Reading passage =
──────────────────────────────
Detect which human language a document uses from OCaml, from the Nu Html validator
languages unicode ocaml
JavaScript 69.1%
HTML 30.2%
Shell 0.7%
3 2 0

Clone this repository

https://tangled.org/anil.recoil.org/ocaml-langdetect https://tangled.org/did:plc:nhyitepp3u4u6fcfboegzcjw/ocaml-langdetect
git@git.recoil.org:anil.recoil.org/ocaml-langdetect git@git.recoil.org:did:plc:nhyitepp3u4u6fcfboegzcjw/ocaml-langdetect

For self-hosted knots, clone URLs may differ based on your setup.

Download tar.gz
README.md

langdetect-jsoo#

Language detection for JavaScript/WebAssembly, compiled from OCaml using js_of_ocaml/wasm_of_ocaml. This is via an OCaml port of the Cybozu langdetect algorithm that uses n-gram frequency profiles to detect the natural language of text.

Supports 47 languages including English, Chinese, Japanese, Arabic, and many European languages.

Installation#

npm install langdetect-jsoo

Quick Start#

Browser (Script Tag)#

Pure JavaScript Version (~7.6MB)#

<script src="node_modules/langdetect-jsoo/langdetect.js"></script>
<script>
  // Wait for library to load
  document.addEventListener('langdetectReady', () => {
    const lang = langdetect.detect("Hello, world!");
    console.log(lang); // "en"
  });
</script>

WebAssembly Version (~7.5MB WASM + ~12KB loader)#

The WASM version offers better performance for repeated detections:

<script src="node_modules/langdetect-jsoo/langdetect_js_main.bc.wasm.js"></script>
<script>
  document.addEventListener('langdetectReady', () => {
    const lang = langdetect.detect("Bonjour le monde!");
    console.log(lang); // "fr"
  });
</script>

API Reference#

langdetect.detect(text)#

Detect the most likely language of the input text.

langdetect.detect("The quick brown fox jumps over the lazy dog.")
// Returns: "en"

langdetect.detect("こんにちは世界")
// Returns: "ja"

langdetect.detect("")
// Returns: null (text too short)

Parameters:

  • text (string): The text to analyze

Returns:

  • string | null: ISO 639-1 language code (e.g., "en", "fr", "zh-cn") or null if detection fails

langdetect.detectWithProb(text)#

Detect the language with confidence score.

langdetect.detectWithProb("Bonjour le monde!")
// Returns: { lang: "fr", prob: 0.9999 }

langdetect.detectWithProb("a")
// Returns: null (text too short)
──────────────────────────────
[Point-based annotation data]

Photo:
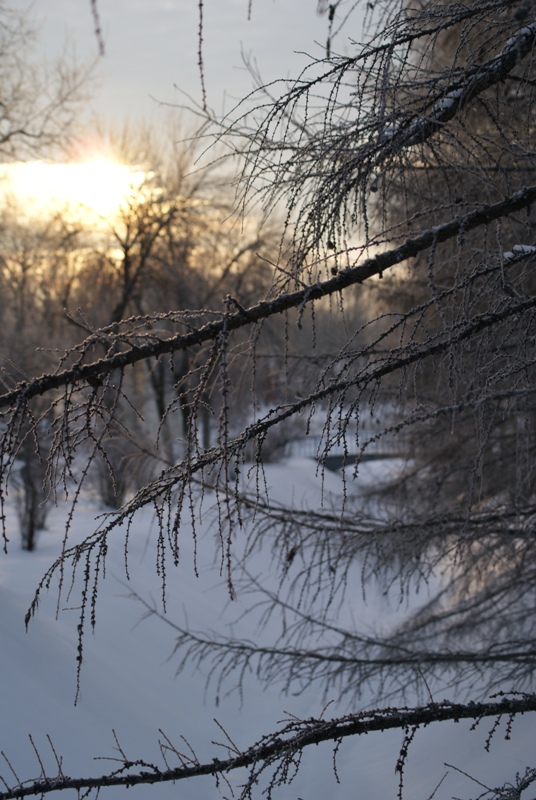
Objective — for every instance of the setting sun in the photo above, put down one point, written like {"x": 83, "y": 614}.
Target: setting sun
{"x": 92, "y": 192}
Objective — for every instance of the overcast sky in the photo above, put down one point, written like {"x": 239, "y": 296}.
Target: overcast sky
{"x": 151, "y": 47}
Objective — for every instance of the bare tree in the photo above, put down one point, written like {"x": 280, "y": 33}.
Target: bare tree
{"x": 412, "y": 158}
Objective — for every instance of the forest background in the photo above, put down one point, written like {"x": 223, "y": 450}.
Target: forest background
{"x": 367, "y": 288}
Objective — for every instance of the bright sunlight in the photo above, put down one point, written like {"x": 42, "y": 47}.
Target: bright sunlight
{"x": 91, "y": 192}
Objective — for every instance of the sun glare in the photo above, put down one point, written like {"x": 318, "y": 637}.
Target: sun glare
{"x": 92, "y": 192}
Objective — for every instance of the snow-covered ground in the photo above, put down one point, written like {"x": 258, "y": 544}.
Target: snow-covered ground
{"x": 129, "y": 684}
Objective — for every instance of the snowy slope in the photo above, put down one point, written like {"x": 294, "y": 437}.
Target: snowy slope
{"x": 129, "y": 683}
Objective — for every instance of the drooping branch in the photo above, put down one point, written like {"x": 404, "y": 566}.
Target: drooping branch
{"x": 281, "y": 747}
{"x": 88, "y": 373}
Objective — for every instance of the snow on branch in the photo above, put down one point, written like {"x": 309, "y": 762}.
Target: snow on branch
{"x": 274, "y": 753}
{"x": 83, "y": 374}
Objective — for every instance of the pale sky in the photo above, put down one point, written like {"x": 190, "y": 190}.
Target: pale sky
{"x": 151, "y": 46}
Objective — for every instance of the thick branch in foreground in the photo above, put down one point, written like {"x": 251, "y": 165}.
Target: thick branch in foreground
{"x": 84, "y": 373}
{"x": 283, "y": 747}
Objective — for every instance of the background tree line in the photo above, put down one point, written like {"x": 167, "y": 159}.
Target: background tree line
{"x": 406, "y": 170}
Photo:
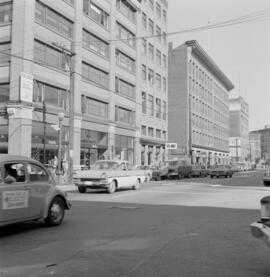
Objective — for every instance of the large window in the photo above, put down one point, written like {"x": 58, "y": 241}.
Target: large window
{"x": 158, "y": 81}
{"x": 95, "y": 44}
{"x": 4, "y": 93}
{"x": 151, "y": 51}
{"x": 151, "y": 104}
{"x": 144, "y": 102}
{"x": 124, "y": 88}
{"x": 125, "y": 8}
{"x": 95, "y": 75}
{"x": 125, "y": 35}
{"x": 158, "y": 108}
{"x": 5, "y": 52}
{"x": 44, "y": 93}
{"x": 124, "y": 115}
{"x": 5, "y": 12}
{"x": 151, "y": 26}
{"x": 96, "y": 13}
{"x": 124, "y": 61}
{"x": 151, "y": 76}
{"x": 53, "y": 20}
{"x": 49, "y": 56}
{"x": 143, "y": 72}
{"x": 94, "y": 107}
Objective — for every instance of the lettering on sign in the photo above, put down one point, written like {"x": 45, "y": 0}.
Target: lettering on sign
{"x": 15, "y": 199}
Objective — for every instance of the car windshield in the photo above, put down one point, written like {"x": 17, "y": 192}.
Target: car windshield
{"x": 107, "y": 165}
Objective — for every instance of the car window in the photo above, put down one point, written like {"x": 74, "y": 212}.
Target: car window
{"x": 37, "y": 173}
{"x": 14, "y": 172}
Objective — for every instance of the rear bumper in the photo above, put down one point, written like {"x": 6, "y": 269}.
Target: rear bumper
{"x": 261, "y": 231}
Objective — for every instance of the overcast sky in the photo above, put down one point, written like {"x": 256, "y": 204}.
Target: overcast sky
{"x": 241, "y": 51}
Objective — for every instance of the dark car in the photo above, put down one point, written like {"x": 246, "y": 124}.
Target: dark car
{"x": 179, "y": 169}
{"x": 29, "y": 192}
{"x": 220, "y": 171}
{"x": 261, "y": 228}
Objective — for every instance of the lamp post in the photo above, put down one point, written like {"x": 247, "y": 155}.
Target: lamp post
{"x": 61, "y": 117}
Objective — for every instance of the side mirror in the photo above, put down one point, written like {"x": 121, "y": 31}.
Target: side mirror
{"x": 9, "y": 180}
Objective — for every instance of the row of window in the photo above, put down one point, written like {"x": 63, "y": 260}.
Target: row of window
{"x": 53, "y": 20}
{"x": 157, "y": 10}
{"x": 150, "y": 77}
{"x": 153, "y": 109}
{"x": 100, "y": 109}
{"x": 151, "y": 132}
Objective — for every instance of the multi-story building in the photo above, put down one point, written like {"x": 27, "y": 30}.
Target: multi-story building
{"x": 261, "y": 141}
{"x": 198, "y": 98}
{"x": 88, "y": 60}
{"x": 239, "y": 140}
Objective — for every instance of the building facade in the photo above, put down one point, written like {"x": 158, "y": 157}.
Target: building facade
{"x": 239, "y": 130}
{"x": 87, "y": 59}
{"x": 198, "y": 106}
{"x": 260, "y": 139}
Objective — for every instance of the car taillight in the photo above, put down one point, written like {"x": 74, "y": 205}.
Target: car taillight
{"x": 265, "y": 208}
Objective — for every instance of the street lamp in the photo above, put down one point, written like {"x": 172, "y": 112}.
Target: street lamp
{"x": 61, "y": 117}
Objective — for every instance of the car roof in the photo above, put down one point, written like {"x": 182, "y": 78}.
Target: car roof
{"x": 11, "y": 158}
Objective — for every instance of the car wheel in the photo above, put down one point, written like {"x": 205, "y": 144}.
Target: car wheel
{"x": 137, "y": 185}
{"x": 112, "y": 187}
{"x": 82, "y": 189}
{"x": 56, "y": 212}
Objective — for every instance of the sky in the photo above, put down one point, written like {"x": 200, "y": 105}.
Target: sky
{"x": 241, "y": 51}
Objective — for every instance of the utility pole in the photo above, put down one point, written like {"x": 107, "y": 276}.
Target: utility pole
{"x": 70, "y": 63}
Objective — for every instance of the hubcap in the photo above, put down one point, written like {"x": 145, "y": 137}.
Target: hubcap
{"x": 56, "y": 211}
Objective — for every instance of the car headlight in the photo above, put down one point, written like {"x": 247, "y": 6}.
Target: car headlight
{"x": 103, "y": 176}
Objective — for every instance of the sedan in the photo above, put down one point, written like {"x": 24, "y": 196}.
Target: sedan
{"x": 29, "y": 192}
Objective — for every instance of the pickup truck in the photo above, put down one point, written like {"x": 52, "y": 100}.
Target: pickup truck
{"x": 110, "y": 175}
{"x": 179, "y": 169}
{"x": 261, "y": 228}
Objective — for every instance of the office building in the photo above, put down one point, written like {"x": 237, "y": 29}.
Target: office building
{"x": 86, "y": 59}
{"x": 239, "y": 130}
{"x": 198, "y": 99}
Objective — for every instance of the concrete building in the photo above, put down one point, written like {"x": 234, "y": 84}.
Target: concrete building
{"x": 239, "y": 130}
{"x": 198, "y": 105}
{"x": 83, "y": 58}
{"x": 261, "y": 141}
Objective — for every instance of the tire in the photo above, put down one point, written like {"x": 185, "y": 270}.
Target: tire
{"x": 56, "y": 212}
{"x": 137, "y": 185}
{"x": 82, "y": 189}
{"x": 112, "y": 187}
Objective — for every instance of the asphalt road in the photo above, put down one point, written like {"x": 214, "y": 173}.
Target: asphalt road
{"x": 175, "y": 228}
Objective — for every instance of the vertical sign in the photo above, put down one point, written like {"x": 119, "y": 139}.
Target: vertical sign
{"x": 26, "y": 87}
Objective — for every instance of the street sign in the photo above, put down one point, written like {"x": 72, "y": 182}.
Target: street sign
{"x": 170, "y": 145}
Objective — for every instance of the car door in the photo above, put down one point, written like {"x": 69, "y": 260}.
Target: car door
{"x": 14, "y": 193}
{"x": 39, "y": 184}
──────────────────────────────
To be done =
1. Transcribe the langdetect README from "Download tar.gz" up to and including "language of text.".
2. Write the next part of the langdetect README, picking up after its final line.

Response list =
1.
Download tar.gz
README.md

langdetect-jsoo#

Language detection for JavaScript/WebAssembly, compiled from OCaml using js_of_ocaml/wasm_of_ocaml. This is via an OCaml port of the Cybozu langdetect algorithm that uses n-gram frequency profiles to detect the natural language of text.

2.
Parameters:

  • text (string): The text to analyze

Returns:

  • { lang: string, prob: number } | null: Object with language code and probability (0-1), or null if detection fails

langdetect.detectAll(text)#

Get all candidate languages with their probabilities.

langdetect.detectAll("Hello world")
// Returns: [
//   { lang: "en", prob: 0.857 },
//   { lang: "de", prob: 0.095 },
//   { lang: "nl", prob: 0.023 },
//   ...
// ]

Parameters:

  • text (string): The text to analyze

Returns:

  • Array<{ lang: string, prob: number }>: Array of language candidates sorted by probability (highest first)

langdetect.languages()#

Get the list of supported language codes.

langdetect.languages()
// Returns: ["ar", "bg", "bn", "ca", "cs", "da", "de", "el", "en", ...]

Returns:

  • string[]: Array of ISO 639-1 language codes

Demo#

Open langdetect.html in a browser to try the interactive demo. It supports switching between JavaScript and WebAssembly runtimes.

Events#

The library dispatches a langdetectReady event on document when fully loaded:

document.addEventListener('langdetectReady', () => {
  // langdetect API is now available
  console.log('Loaded', langdetect.languages().length, 'languages');
});

Algorithm#

This library uses the Cybozu langdetect algorithm which:

  1. Extracts n-grams (1-3 characters) from the input text
  2. Compares against pre-computed frequency profiles for 47 languages
  3. Uses a probabilistic model with Bayesian inference
  4. Applies text normalization for consistent detection

The language profiles contain ~172,000 unique n-grams across all supported languages.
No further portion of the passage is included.